<<<<

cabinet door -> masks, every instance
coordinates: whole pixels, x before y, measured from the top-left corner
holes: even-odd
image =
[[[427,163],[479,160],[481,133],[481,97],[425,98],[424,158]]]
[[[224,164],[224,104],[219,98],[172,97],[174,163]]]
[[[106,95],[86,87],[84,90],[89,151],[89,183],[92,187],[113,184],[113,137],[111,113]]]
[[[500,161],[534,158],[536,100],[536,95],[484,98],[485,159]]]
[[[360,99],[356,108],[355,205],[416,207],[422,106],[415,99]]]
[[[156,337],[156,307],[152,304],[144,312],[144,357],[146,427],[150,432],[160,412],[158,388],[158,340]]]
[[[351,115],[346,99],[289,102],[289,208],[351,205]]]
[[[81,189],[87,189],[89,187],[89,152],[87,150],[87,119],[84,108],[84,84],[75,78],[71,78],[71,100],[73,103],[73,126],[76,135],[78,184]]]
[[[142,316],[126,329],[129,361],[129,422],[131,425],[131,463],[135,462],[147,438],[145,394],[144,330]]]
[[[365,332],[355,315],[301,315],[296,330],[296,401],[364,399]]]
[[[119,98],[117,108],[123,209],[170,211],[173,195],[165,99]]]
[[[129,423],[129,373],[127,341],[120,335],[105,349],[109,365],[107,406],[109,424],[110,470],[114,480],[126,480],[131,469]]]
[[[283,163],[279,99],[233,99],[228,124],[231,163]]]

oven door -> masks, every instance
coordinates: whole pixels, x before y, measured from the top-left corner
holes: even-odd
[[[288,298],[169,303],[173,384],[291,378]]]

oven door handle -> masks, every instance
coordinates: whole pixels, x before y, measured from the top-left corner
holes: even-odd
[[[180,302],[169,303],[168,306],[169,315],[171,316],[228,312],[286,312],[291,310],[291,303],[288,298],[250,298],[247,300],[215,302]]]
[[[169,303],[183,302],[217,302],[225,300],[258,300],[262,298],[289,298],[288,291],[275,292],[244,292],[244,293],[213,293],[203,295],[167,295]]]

>>>>

__Requirement__. The string "door" marks the lines to copy; report each of them from the data above.

__Written response__.
cabinet door -> masks, every instance
oven door -> masks, every instance
oven door handle -> masks, every instance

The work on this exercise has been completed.